EXERCISE DIRECTIONS
Rewrite the lines below, putting "one point for each instance" wherever "one point per instance" appears and leaving everything else as it is.

(Extracted data entries)
-- begin --

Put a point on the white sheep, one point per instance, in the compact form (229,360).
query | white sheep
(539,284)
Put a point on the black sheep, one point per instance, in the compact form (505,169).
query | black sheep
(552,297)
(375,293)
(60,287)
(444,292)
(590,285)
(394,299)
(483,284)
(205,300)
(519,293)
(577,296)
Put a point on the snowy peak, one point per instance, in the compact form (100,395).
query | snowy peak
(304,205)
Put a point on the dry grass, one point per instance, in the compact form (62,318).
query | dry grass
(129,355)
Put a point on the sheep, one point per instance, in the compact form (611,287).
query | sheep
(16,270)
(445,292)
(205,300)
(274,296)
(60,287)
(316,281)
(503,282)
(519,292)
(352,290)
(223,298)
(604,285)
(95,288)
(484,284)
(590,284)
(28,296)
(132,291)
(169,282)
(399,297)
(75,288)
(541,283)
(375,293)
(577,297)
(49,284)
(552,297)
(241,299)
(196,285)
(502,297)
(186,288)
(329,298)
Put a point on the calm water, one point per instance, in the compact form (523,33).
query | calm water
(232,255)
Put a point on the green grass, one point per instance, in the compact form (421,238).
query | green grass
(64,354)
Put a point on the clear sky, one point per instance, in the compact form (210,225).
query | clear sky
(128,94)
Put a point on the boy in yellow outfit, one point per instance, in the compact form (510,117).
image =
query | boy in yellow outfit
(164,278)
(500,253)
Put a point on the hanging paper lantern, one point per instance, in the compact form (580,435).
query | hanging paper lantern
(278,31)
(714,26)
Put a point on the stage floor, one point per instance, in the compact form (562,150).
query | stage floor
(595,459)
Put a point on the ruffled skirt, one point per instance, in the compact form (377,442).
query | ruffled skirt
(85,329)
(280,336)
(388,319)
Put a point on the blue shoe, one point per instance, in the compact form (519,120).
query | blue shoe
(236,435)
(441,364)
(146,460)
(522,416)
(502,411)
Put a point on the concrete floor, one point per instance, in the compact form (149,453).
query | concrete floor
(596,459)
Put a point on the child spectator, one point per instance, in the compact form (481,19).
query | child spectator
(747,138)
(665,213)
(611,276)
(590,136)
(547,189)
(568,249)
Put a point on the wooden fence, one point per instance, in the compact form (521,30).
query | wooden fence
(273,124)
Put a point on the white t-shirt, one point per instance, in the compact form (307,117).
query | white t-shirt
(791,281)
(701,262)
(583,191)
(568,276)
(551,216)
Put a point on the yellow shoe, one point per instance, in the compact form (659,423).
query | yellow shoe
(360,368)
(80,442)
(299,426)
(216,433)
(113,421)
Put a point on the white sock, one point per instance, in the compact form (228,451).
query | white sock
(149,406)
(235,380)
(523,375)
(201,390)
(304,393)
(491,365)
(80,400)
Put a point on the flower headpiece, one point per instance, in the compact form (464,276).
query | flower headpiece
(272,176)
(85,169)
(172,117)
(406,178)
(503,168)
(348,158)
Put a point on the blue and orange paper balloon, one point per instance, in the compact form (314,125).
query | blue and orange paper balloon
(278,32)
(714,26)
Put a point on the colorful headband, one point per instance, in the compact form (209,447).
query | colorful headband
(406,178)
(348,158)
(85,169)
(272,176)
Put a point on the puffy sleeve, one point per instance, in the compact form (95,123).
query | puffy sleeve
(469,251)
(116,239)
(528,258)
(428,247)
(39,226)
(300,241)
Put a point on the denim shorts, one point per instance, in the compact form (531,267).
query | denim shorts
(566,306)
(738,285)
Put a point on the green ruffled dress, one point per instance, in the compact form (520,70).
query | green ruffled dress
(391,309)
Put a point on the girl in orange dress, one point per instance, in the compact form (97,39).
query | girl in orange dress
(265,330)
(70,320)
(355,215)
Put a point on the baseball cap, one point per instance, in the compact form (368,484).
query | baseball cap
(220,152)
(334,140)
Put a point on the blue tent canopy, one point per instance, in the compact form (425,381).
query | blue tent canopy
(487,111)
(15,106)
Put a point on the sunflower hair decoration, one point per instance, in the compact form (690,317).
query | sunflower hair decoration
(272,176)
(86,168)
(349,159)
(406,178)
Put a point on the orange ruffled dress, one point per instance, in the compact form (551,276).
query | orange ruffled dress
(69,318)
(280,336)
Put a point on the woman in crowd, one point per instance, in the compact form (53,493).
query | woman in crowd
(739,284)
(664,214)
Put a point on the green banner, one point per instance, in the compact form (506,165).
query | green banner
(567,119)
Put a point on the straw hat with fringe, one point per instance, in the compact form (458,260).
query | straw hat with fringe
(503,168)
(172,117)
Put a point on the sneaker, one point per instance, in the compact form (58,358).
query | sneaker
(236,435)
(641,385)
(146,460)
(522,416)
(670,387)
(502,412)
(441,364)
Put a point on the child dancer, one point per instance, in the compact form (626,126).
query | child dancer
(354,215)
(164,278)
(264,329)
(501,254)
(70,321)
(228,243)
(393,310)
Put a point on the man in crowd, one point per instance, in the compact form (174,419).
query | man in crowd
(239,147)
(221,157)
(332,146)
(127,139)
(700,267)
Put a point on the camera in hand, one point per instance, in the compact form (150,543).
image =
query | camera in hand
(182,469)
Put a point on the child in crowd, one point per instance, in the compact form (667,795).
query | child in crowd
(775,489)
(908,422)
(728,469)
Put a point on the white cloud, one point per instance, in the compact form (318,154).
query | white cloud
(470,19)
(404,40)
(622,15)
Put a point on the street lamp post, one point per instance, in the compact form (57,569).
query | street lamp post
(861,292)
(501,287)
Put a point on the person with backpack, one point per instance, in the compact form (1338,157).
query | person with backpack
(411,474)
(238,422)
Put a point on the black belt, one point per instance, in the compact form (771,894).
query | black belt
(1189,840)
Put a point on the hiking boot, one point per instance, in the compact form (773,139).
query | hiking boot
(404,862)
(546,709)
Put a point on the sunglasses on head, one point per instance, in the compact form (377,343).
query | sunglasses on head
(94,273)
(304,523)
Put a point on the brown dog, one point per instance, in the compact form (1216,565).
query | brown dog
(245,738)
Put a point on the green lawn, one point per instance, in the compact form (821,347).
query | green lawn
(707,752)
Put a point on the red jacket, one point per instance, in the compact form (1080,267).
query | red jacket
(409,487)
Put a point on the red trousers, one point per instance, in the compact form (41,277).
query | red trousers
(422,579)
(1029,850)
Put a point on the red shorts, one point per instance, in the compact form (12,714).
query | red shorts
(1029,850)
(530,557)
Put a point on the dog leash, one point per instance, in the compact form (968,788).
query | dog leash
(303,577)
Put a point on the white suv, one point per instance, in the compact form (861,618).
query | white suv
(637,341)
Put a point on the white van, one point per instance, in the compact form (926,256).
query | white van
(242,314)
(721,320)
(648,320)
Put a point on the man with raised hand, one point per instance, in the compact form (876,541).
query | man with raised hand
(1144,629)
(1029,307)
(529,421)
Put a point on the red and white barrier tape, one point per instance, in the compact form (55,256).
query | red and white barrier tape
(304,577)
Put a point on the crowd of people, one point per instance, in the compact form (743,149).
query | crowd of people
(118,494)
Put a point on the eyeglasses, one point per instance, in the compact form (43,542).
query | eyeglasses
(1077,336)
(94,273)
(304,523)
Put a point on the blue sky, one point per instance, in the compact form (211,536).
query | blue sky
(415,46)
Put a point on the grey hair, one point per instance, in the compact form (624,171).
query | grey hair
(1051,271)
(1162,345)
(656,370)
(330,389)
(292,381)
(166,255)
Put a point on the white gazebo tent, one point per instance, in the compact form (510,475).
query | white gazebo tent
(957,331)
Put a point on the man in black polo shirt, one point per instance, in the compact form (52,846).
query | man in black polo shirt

-- end --

THE OUTPUT
Put a point on the white sheep, one point for each instance, in the compact form (229,360).
query | white sheep
(539,284)
Put a point on the black sheep, one point for each instance, in the compact form (505,169).
query | black sheep
(552,297)
(375,293)
(60,287)
(444,292)
(590,285)
(394,299)
(483,284)
(205,300)
(519,293)
(577,296)
Put a point on the snowy peak, one point for each instance, in the compact form (100,395).
query | snowy peak
(304,205)
Put a point on the dry grass, one point for each instance, in the compact form (62,318).
query | dry grass
(129,355)
Put a point on the sheep, one point for each instance, in the compact form (611,287).
query | sheep
(16,270)
(445,292)
(205,300)
(274,296)
(60,287)
(316,281)
(503,282)
(519,292)
(352,290)
(223,298)
(604,285)
(95,288)
(484,284)
(590,284)
(28,296)
(132,291)
(169,282)
(399,297)
(75,288)
(541,283)
(375,293)
(577,297)
(49,284)
(552,297)
(241,299)
(196,285)
(502,297)
(186,288)
(329,298)
Put a point on the calm water, one point for each instance, in the compact form (523,33).
query | calm water
(232,255)
Put a point on the green grass, one point for each instance, in the compact form (421,238).
query | green grass
(64,354)
Put a point on the clear sky, one point for each instance, in the compact form (210,225).
query | clear sky
(128,94)
Put a point on the boy in yellow outfit, one point for each instance, in the compact form (510,117).
image =
query | boy in yellow outfit
(164,278)
(500,253)
Put a point on the hanging paper lantern, one point for each instance, in the compact form (580,435).
query | hanging paper lantern
(278,31)
(714,26)
Put a point on the stage floor, one point for each instance, in the compact form (562,150).
query | stage floor
(595,459)
Put a point on the ruffled skirt, one point for each instance, in the compact form (377,442).
query | ruffled skirt
(85,329)
(280,336)
(388,319)
Put a point on the blue shoe, one point for each instance, in the compact form (519,120).
query | blue shoe
(236,435)
(441,364)
(146,460)
(522,416)
(502,411)
Put a point on the concrete floor, one point for each instance, in the compact form (149,453).
query | concrete floor
(596,459)
Put a point on the child spectator, one point for each instance, in the compact form (481,19).
query | child spectator
(747,138)
(665,213)
(611,276)
(590,136)
(547,189)
(568,249)
Put a point on the wooden fence, one point for each instance, in the compact form (521,30).
query | wooden fence
(273,124)
Put a point on the white t-shirt, one point for each instance, in the compact form (307,117).
query | white t-shirt
(791,281)
(701,262)
(583,191)
(568,276)
(551,216)
Put a point on the yellow shoe, one point for each instance, in the compact form (659,423).
query | yellow shoe
(360,368)
(80,442)
(299,426)
(216,433)
(113,421)
Put a point on the white sock, one point for each instance, in the compact form (228,451).
query | white sock
(149,406)
(235,380)
(523,375)
(201,390)
(304,393)
(491,365)
(80,400)
Put a point on the flower headpiece, one point for each instance, in the compact form (464,276).
query | flower headpiece
(272,176)
(85,169)
(172,117)
(406,178)
(503,168)
(348,158)
Put a point on the blue and orange paper balloon, one point for each instance, in the compact form (314,125).
query | blue and orange paper balloon
(278,32)
(714,26)
Put a point on the colorful headband, one point for each instance, in the compact form (209,447).
query | colorful headband
(406,178)
(348,158)
(85,169)
(272,176)
Put a point on the puffy sleeve, one point for each instance, in the compact form (95,123).
query | puffy sleeve
(469,251)
(116,239)
(528,258)
(428,247)
(39,226)
(300,241)
Put a point on the denim shorts, one point for each instance, in the compact form (531,267).
query | denim shorts
(566,306)
(738,285)
Put a point on the green ruffled dress, one point for each instance, in the compact form (520,70).
query | green ruffled dress
(391,309)
Put a point on the girl in orange dress, one point for each instance, in the compact form (97,39).
query | girl in orange dress
(265,330)
(70,320)
(355,215)
Put a point on the baseball cap, one point for each instance, in the compact form (368,484).
query | baseball cap
(220,152)
(334,140)
Put a point on the blue tent canopy, one point for each instance, in the compact form (425,381).
query | blue tent canopy
(487,111)
(15,106)
Put a point on the sunflower hair decoration, one point for each instance, in the compact form (690,317).
query | sunflower hair decoration
(272,176)
(86,168)
(349,159)
(406,178)
Put a point on the orange ruffled dress, one point for each instance, in the compact form (551,276).
query | orange ruffled dress
(69,318)
(280,336)
Put a point on the woman in crowd, one point for each instance, in the compact form (53,493).
query | woman in crowd
(739,284)
(664,214)
Put a point on the green banner, one point for each instance, in the compact form (506,165).
query | green banner
(567,119)
Put a point on the straw hat with fringe, one point for each instance, in the compact form (458,260).
query | straw hat with fringe
(503,168)
(172,117)
Put a point on the sneaker, one point for each instance, in the compact form (58,358).
query | sneaker
(236,435)
(641,385)
(146,460)
(522,416)
(670,387)
(502,412)
(441,364)
Put a point on the child dancer, one point for each instance, in the compact form (626,126).
query | child dancer
(354,215)
(164,278)
(264,329)
(501,254)
(70,321)
(228,243)
(393,310)
Put a point on the man in crowd, one point for each instance, in the compact form (174,419).
query | man in crowd
(239,147)
(221,157)
(332,146)
(127,139)
(700,267)
Put a point on the camera in hand, one point for each instance, in the compact form (150,543).
image =
query | camera in hand
(182,469)
Put a point on the child in crowd, one point for each instance, in the compact form (667,795).
query | child in crowd
(775,489)
(908,422)
(728,469)
Put a point on the white cloud, one point for each instance, in the compact form (318,154).
query | white cloud
(470,19)
(404,40)
(622,15)
Put a point on the street lamp post, one point for each instance, in the compact form (57,569).
query | street lamp post
(861,292)
(501,287)
Put a point on the person with backpack, one point for each instance, in the compact form (1338,157).
query | person with backpack
(411,474)
(238,422)
Put a point on the black belt, one point for each instance, in the compact form (771,894).
query | black belt
(1189,840)
Put a point on the hiking boot, one point for each instance, in the compact form (773,139).
query | hiking boot
(404,862)
(546,709)
Put a point on the sunglasses on head, one point for each instance, in the compact form (377,343).
query | sunglasses on head
(94,273)
(304,523)
Put a point on the brown dog, one point for each instance, in the compact form (1216,565).
query | brown dog
(245,738)
Put a point on the green lawn, one point for each instance, in the compact form (821,347).
query | green lawn
(707,752)
Put a point on the red jacket, one point for each instance, in the compact form (1080,267).
query | red jacket
(409,487)
Put a point on the red trousers, one point for each instance, in the compact form (41,277).
query | red trousers
(422,579)
(1029,850)
Put a point on the red shorts, one point for each instance, in the compact form (12,714).
query | red shorts
(1029,850)
(530,557)
Put a point on the dog leash, one point for each instance, in the compact form (968,788).
query | dog leash
(303,577)
Put a point on the white suv, one point for each instance, in the compact form (861,618).
query | white suv
(637,341)
Put a point on the white van, one point for each instance, in the compact form (926,256).
query | white van
(242,314)
(721,320)
(648,320)
Put a point on the man with raised hand, one point for each instance, in the compact form (876,541).
query | man with raised hand
(1144,629)
(1029,307)
(529,421)
Put a point on the red and white barrier tape, one point for each instance, in the compact form (55,256).
query | red and white barrier tape
(304,577)
Put a point on the crowd of people, one point for each instance, in the compact form (743,149).
query | crowd of people
(118,494)
Put a point on the eyeglasses, one point for each instance, in the compact form (43,542).
query | eyeglasses
(1077,336)
(94,273)
(304,523)
Put a point on the blue sky, one point for each instance, in the compact form (211,536).
query | blue sky
(415,46)
Put a point on the grey hair, one point for each instance, in the compact form (624,171).
query | grey hair
(1051,271)
(1162,345)
(656,370)
(330,389)
(292,381)
(166,255)
Put a point on the white gazebo tent, one point for each instance, in the compact form (510,475).
query | white gazebo tent
(957,331)
Put a point on the man in black polo shirt, one point for each instance, in the compact form (52,846).
query | man in black polo shirt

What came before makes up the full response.